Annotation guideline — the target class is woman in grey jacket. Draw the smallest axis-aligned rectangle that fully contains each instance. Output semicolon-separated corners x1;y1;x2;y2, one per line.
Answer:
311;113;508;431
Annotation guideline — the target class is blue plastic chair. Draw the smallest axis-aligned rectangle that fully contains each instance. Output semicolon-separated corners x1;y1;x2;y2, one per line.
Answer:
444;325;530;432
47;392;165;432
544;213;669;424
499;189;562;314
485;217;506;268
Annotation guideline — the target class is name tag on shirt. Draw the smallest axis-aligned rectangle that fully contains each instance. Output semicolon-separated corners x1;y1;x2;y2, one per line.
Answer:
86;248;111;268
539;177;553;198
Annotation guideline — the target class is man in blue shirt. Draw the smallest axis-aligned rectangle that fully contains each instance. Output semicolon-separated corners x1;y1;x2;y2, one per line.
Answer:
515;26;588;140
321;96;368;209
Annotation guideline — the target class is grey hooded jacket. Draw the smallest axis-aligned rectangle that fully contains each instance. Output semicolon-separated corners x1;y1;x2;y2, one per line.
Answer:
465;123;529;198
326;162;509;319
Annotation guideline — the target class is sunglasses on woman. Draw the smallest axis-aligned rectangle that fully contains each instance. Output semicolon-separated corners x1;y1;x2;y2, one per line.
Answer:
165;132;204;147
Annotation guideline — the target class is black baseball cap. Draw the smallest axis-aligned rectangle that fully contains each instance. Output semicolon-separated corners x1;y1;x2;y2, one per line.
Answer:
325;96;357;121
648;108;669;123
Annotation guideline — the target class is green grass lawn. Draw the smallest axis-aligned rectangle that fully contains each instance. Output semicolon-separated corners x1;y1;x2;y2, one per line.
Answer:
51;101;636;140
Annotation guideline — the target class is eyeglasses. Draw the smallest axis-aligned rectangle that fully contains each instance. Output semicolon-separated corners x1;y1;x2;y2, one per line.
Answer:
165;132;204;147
+===+
Problem statement
Scale the rows from the line containing "Annotation guideline — the target class is black" through the end of the rows, both ends included. Write out every one of these lines again, guideline lines too, multiplying each corner coordinate in the answers by 2.05 and rounding it to a whole number, with halves rounded up.

Correct output
Annotation guideline — the target class is black baseball cap. Draw the smallest axis-aligned rectangle that fully contains each instance. Output semicolon-separated corners x1;y1;x2;y2, one per line.
Answer:
666;197;732;248
1328;221;1371;252
Annotation guideline — the target class is green grass lawn. Draw the smallest axis-aligned rectangle that fully contains each instance. Output semicolon-separated corners x1;y1;x2;y2, one per line.
Answer:
105;207;1304;287
Annotation guideline — the target class is eyeglasses. Draw the smallest axis-aligned rectangle that fully contains each instance. Output semicolon-separated corners x1;y1;x2;y2, one per line.
Answer:
338;271;418;301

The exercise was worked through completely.